(Problem to solve): In the entries below, find the line with "find the white ceramic pot" and the line with "find the sea"; reproduce those two lines and all lines between them exactly, without pictures.

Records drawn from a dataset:

================

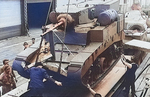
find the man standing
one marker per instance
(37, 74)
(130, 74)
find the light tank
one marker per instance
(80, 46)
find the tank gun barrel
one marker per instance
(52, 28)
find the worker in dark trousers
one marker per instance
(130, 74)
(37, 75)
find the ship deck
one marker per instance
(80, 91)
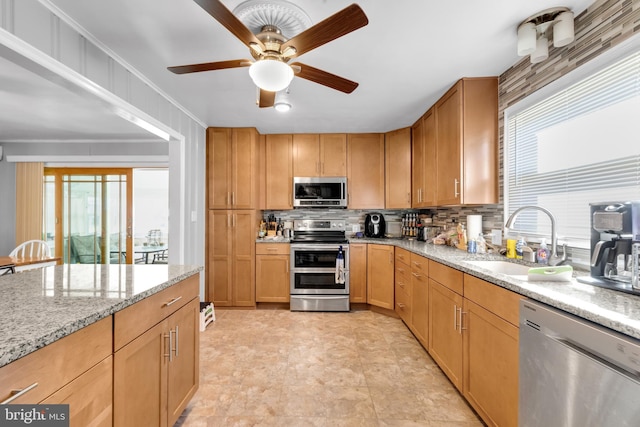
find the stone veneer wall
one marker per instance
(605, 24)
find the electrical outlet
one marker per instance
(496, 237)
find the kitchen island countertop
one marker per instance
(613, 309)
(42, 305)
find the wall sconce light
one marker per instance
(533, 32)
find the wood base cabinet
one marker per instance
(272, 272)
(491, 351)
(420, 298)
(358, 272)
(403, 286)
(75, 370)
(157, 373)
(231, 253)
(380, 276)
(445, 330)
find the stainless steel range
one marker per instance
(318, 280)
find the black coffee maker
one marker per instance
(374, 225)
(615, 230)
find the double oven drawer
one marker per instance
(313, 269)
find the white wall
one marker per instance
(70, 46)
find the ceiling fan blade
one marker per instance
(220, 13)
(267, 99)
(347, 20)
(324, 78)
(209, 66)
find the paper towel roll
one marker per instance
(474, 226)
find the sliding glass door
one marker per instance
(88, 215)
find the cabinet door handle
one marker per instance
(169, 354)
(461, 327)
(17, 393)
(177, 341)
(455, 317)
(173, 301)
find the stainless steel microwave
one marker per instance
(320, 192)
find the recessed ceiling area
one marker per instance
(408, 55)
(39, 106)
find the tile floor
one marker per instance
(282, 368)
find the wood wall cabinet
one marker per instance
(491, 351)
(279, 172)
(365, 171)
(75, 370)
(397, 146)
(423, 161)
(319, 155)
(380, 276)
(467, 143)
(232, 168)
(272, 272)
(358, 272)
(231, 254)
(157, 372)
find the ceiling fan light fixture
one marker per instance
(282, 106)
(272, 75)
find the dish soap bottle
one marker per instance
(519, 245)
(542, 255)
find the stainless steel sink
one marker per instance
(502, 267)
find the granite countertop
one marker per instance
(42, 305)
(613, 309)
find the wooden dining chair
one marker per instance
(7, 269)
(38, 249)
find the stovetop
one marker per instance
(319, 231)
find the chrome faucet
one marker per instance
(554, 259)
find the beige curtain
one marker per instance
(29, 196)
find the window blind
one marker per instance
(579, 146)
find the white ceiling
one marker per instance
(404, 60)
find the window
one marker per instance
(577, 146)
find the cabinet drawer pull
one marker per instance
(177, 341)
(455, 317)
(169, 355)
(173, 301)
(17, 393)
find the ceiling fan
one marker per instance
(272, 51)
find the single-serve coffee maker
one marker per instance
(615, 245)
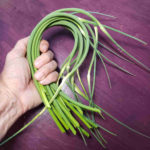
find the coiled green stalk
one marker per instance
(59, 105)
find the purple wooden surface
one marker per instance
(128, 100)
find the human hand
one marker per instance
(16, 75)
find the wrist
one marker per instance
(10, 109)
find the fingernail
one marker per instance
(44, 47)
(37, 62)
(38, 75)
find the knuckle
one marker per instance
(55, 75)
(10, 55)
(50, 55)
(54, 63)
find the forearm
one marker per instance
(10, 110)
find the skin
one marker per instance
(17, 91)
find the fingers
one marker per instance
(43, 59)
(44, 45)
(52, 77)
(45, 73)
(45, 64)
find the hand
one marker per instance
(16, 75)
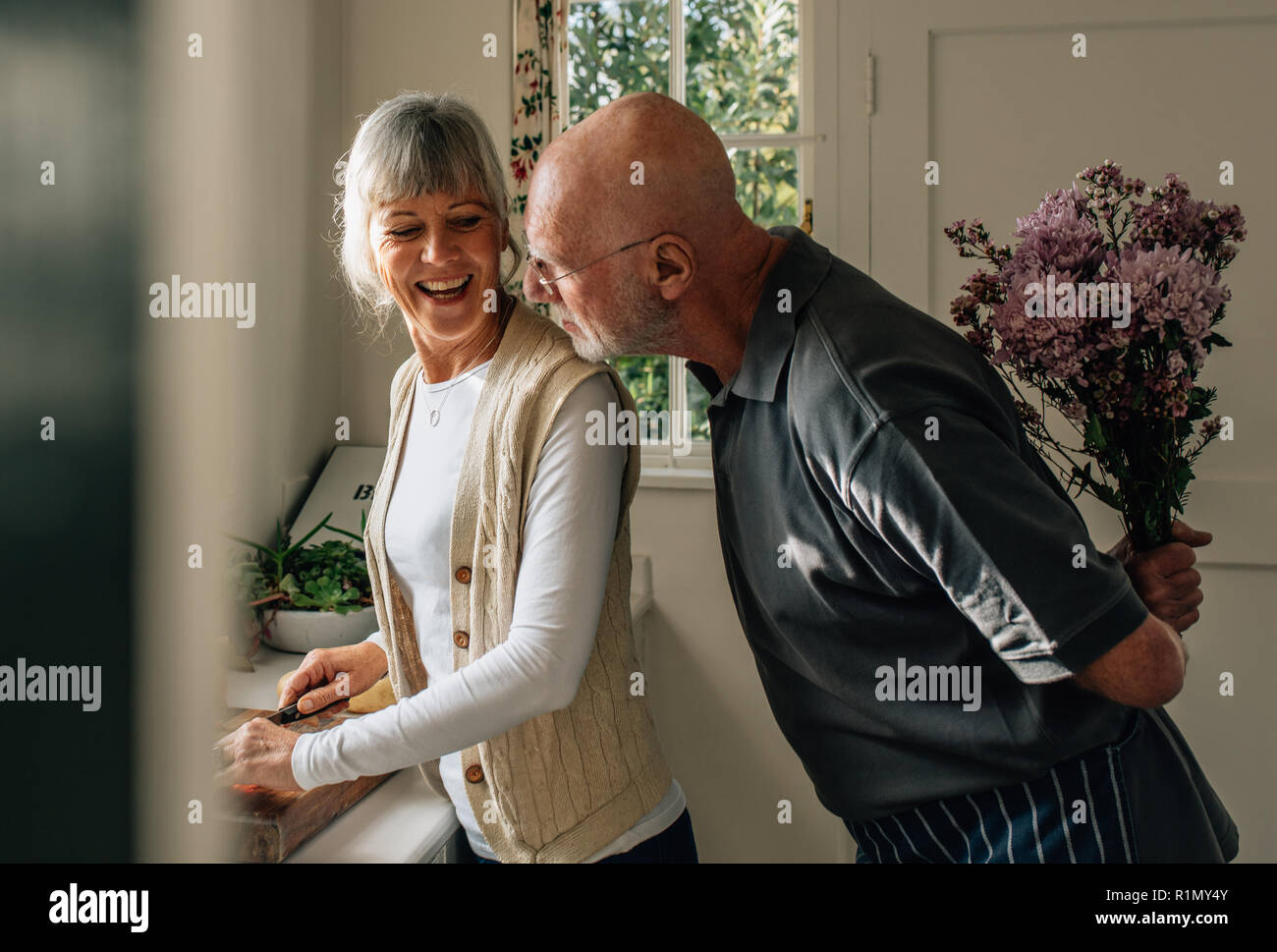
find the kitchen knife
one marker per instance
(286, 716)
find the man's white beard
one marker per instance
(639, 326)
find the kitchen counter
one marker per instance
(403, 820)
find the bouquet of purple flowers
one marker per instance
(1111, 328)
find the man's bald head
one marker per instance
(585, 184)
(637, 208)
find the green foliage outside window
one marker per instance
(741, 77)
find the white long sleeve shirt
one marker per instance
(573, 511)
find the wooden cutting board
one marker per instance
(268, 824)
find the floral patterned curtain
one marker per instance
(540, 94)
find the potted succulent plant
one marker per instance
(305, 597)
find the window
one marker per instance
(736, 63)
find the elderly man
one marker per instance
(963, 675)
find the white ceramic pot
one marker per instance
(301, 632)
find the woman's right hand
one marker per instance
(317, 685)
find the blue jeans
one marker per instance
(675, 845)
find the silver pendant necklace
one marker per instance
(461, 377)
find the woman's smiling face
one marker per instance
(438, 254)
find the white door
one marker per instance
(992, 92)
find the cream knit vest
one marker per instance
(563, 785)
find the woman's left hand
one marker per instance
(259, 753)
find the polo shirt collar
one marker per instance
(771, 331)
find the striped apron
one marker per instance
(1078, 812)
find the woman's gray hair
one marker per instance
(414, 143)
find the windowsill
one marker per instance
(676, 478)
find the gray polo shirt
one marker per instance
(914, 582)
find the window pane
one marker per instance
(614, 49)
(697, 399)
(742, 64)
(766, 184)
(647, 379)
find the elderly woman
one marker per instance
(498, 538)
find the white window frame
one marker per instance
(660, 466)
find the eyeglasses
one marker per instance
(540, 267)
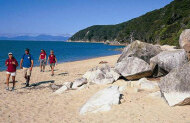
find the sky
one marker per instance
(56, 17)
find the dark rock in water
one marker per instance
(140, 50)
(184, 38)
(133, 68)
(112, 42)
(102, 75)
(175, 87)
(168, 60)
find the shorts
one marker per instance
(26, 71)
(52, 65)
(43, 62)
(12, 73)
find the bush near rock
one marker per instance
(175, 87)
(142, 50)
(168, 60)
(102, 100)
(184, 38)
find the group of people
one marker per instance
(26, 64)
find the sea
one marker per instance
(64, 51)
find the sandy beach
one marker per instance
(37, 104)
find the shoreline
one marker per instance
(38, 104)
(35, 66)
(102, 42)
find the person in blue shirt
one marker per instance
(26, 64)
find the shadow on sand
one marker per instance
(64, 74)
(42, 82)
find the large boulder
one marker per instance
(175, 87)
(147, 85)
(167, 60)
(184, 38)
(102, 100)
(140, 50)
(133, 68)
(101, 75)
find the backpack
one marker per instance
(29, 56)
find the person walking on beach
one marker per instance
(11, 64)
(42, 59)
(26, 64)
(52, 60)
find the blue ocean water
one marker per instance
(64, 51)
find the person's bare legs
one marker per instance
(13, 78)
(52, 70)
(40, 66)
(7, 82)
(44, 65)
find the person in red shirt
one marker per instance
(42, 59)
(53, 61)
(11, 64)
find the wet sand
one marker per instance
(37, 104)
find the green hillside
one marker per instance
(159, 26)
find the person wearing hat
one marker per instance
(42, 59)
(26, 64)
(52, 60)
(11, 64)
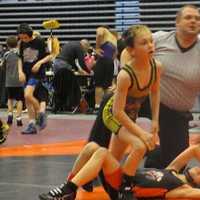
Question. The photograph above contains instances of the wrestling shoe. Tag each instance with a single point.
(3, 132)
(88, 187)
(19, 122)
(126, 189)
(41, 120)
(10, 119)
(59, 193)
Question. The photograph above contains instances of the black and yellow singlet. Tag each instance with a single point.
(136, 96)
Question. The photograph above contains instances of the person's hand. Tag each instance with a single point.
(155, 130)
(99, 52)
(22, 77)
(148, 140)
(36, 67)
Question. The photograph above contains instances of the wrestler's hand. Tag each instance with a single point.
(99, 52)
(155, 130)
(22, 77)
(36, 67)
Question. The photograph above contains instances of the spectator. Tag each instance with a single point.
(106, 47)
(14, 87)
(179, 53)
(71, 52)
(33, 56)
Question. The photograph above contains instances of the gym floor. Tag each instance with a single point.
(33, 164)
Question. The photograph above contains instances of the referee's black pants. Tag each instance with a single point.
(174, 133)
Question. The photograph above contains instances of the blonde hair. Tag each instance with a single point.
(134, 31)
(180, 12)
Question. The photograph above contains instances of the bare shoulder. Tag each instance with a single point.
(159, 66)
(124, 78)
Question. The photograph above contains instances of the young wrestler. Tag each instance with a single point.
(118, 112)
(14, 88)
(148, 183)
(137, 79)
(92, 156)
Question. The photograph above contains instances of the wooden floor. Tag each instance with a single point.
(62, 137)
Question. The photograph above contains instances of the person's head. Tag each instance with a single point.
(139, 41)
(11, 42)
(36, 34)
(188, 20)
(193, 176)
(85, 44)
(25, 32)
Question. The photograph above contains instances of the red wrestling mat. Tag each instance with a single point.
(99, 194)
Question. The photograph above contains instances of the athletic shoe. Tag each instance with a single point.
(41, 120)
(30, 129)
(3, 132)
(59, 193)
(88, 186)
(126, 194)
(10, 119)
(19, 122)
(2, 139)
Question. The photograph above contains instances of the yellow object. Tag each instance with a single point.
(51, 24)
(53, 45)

================

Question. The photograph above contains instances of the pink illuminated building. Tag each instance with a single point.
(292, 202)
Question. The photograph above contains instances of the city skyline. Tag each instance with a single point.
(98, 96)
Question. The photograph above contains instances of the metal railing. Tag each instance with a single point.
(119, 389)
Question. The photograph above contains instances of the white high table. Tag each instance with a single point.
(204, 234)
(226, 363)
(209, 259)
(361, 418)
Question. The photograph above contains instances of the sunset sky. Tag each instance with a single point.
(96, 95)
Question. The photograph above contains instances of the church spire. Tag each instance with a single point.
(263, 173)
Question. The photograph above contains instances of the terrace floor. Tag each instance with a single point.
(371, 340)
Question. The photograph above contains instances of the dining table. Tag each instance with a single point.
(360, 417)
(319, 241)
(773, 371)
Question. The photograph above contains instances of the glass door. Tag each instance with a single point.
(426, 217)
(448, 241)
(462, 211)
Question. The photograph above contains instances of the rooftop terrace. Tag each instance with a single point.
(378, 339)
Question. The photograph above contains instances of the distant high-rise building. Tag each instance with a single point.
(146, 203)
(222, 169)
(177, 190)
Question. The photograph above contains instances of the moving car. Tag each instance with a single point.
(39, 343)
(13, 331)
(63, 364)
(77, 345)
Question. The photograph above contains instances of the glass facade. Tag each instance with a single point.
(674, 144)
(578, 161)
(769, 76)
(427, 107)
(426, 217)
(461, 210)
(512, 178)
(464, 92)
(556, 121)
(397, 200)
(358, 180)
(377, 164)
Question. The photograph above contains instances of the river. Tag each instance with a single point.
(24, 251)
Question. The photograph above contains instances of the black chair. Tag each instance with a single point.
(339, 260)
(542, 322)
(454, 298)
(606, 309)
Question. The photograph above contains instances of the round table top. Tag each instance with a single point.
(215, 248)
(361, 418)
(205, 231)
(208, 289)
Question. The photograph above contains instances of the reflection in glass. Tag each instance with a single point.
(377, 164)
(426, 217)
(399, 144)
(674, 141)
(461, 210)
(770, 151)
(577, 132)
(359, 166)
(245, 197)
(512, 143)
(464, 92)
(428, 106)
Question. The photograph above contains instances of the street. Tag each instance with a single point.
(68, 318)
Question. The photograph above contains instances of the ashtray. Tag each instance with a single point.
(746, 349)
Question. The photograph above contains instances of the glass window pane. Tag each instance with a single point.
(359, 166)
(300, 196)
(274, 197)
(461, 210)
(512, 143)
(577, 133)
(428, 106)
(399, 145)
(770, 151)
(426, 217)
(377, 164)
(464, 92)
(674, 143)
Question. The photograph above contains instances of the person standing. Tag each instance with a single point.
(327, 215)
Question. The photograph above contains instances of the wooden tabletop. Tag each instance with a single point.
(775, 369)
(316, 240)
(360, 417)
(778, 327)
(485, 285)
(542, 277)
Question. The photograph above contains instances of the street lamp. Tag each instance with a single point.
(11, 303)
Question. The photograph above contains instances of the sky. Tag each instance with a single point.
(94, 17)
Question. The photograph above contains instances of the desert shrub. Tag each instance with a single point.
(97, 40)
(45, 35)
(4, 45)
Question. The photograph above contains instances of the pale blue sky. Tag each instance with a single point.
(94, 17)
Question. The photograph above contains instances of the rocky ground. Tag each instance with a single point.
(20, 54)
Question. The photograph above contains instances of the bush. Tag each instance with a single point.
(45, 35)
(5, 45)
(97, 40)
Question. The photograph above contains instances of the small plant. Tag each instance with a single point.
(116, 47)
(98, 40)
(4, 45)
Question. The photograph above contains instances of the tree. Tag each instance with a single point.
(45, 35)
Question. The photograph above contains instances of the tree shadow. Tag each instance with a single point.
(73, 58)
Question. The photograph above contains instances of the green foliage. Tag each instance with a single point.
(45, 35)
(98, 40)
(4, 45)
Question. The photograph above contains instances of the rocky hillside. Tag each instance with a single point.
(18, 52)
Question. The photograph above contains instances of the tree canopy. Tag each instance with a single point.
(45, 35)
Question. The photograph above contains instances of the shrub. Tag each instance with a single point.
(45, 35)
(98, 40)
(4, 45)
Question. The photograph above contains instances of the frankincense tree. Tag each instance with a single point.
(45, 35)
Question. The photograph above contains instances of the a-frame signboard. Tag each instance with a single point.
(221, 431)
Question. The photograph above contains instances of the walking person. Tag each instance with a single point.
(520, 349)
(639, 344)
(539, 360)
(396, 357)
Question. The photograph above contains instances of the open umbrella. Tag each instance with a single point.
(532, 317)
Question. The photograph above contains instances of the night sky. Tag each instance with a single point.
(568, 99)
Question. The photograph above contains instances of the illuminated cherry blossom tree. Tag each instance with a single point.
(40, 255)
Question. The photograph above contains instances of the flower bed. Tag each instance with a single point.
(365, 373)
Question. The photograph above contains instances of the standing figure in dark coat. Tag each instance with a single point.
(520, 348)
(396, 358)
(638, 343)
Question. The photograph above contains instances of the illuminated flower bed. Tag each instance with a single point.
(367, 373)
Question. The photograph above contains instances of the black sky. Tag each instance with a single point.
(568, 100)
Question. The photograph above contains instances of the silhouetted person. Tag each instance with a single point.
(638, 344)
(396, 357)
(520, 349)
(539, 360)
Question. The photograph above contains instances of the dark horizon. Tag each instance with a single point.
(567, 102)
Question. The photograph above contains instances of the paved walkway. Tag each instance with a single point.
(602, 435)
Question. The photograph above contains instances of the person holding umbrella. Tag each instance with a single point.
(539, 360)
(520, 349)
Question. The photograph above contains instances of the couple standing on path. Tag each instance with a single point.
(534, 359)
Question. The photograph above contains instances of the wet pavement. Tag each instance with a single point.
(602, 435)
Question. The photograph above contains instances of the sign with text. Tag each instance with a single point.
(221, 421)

================

(Response to the exercise):
find the white ceramic pot
one marker per instance
(301, 632)
find the woman's right hand
one marker per instance
(317, 685)
find the blue jeans
one marker per instance
(675, 845)
find the silver pendant necklace
one marker per instance
(461, 377)
find the woman's smiling face
one marker per instance
(438, 254)
find the white door
one marker per instance
(992, 92)
find the cream knit vest
one marker per instance
(563, 785)
find the woman's left hand
one marker per instance
(259, 753)
find the polo shirt collar
one marker per instance
(771, 331)
find the striped apron
one marker per instance
(1078, 812)
find the woman's gray hair
one marker per instance
(414, 143)
find the windowsill
one marker per instance
(676, 478)
find the gray polo shirt
one marker per instance
(914, 582)
find the window pane
one marker per instance
(614, 49)
(697, 399)
(742, 64)
(766, 184)
(647, 379)
find the elderly woman
one marker per instance
(498, 538)
find the white window frame
one marker per instance
(660, 466)
find the eyeglasses
one marker per instance
(540, 267)
find the sky
one marker per instance
(56, 17)
find the dark rock in water
one marker per instance
(140, 50)
(184, 38)
(133, 68)
(112, 42)
(102, 75)
(175, 87)
(168, 60)
find the shorts
one marker per instance
(26, 71)
(52, 65)
(43, 62)
(12, 73)
find the bush near rock
one marker per instance
(175, 87)
(142, 50)
(168, 60)
(102, 100)
(184, 38)
find the group of people
one marker per instance
(26, 64)
find the sea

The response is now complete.